>> Start PROVIDED TEXT
Easton-Bell Sports, Inc. Reports Gross Margin and EBITDA Growth During Second Quarter 2012

Earnings Conference Call Scheduled for 2 p.m. Eastern Time on Thursday, August 9, 2012

VAN NUYS, Calif.--(BUSINESS WIRE)--August 9, 2012--Easton-Bell Sports, Inc. (the “Company”), a leading designer, developer and marketer of branded sports equipment, protective products and related accessories, will discuss its financial results for the quarter ended June 30, 2012 on a conference call to be held on Thursday, August 9, 2012, beginning at 2 p.m. Eastern Time.

Results for the Second Quarter ended June 30, 2012

The Company had net sales of $214.1 million for the second quarter of 2012, an increase of 1.0% as compared to $211.9 million of net sales for the second quarter of 2011, gross margin increased by 150 bps to 35.0% from 33.5%, and Adjusted EBITDA increased by $0.7 million or 2.7% to $25.7 million.

“Notwithstanding the uncertainty in the European markets and its impact on our Action Sports segment sales for the quarter, we were pleased with the sales growth in our Team Sports segment and our fourth consecutive quarter of margin expansion overall,” said Paul Harrington, President and Chief Executive Officer.

Team Sports net sales increased $4.1 million or 3.4% in the second quarter of 2012, as compared to the second quarter of 2011, or 3.9% on a constant currency basis. The increase resulted from continued market share gains with Riddell football helmets and apparel and the recently introduced Easton Mako hockey stick line, partially offset by a decline in sales of Easton baseball bats following the double-digit growth driven by the Power Brigade line in the first quarter as retailers now right-size BBCOR bat inventories.
>> End PROVIDED TEXT
**DIRECTIONS FOR THIS TASK:** Copy the stretch of the press release from "Easton-Bell Sports, Inc. Reports" through "p.m. Eastern Time." word for word.
>> Start GIVEN ENTRIES
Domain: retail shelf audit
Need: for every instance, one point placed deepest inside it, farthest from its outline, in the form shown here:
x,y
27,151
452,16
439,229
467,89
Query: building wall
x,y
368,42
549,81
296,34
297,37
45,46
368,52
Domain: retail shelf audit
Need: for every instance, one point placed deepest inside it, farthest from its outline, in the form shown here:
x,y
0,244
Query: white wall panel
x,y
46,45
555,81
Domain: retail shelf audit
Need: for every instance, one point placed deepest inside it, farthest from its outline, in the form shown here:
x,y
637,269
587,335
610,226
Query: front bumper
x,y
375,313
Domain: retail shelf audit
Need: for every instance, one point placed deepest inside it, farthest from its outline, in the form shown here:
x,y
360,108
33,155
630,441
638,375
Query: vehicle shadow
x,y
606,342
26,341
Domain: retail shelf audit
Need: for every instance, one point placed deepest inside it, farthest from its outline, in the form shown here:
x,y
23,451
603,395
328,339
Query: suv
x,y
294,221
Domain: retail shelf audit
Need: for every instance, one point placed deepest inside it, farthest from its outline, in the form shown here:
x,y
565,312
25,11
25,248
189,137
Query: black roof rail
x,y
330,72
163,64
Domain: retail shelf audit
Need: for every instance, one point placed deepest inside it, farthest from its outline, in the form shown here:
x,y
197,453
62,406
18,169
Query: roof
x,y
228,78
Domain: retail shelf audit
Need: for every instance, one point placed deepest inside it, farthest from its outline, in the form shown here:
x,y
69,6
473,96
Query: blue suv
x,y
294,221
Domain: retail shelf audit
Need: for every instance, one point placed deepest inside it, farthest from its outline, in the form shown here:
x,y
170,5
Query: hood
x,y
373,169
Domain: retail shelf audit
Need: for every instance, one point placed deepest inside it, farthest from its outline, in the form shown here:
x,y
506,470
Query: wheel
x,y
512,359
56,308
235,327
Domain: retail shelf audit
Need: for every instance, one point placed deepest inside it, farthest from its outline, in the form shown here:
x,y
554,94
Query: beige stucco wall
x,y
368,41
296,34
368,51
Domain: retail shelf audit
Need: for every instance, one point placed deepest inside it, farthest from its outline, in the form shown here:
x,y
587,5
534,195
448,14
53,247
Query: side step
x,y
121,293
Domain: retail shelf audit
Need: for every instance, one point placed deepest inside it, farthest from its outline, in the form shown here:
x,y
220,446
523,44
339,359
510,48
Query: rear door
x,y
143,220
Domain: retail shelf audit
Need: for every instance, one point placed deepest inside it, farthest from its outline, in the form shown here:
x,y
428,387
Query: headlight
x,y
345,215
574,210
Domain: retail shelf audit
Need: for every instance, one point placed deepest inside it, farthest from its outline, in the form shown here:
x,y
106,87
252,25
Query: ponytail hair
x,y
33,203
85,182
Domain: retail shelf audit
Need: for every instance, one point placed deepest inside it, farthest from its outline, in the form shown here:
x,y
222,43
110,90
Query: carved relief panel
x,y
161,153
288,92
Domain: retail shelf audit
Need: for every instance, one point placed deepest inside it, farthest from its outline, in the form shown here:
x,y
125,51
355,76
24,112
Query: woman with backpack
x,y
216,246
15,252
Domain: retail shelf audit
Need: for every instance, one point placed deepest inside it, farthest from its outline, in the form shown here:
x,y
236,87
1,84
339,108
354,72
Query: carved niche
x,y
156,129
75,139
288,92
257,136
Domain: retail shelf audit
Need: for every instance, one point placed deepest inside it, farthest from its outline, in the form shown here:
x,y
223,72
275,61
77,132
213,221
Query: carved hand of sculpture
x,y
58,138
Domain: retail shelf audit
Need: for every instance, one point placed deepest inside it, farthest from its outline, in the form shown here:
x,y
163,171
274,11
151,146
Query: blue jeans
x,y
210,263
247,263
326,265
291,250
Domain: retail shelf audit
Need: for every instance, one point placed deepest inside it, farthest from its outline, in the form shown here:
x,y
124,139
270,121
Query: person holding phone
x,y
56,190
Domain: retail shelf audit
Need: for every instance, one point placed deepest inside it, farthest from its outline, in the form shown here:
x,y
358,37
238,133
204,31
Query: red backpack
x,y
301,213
>> End GIVEN ENTRIES
**ANSWER TO THIS EXERCISE:**
Easton-Bell Sports, Inc. Reports Gross Margin and EBITDA Growth During Second Quarter 2012

Earnings Conference Call Scheduled for 2 p.m. Eastern Time on Thursday, August 9, 2012

VAN NUYS, Calif.--(BUSINESS WIRE)--August 9, 2012--Easton-Bell Sports, Inc. (the “Company”), a leading designer, developer and marketer of branded sports equipment, protective products and related accessories, will discuss its financial results for the quarter ended June 30, 2012 on a conference call to be held on Thursday, August 9, 2012, beginning at 2 p.m. Eastern Time.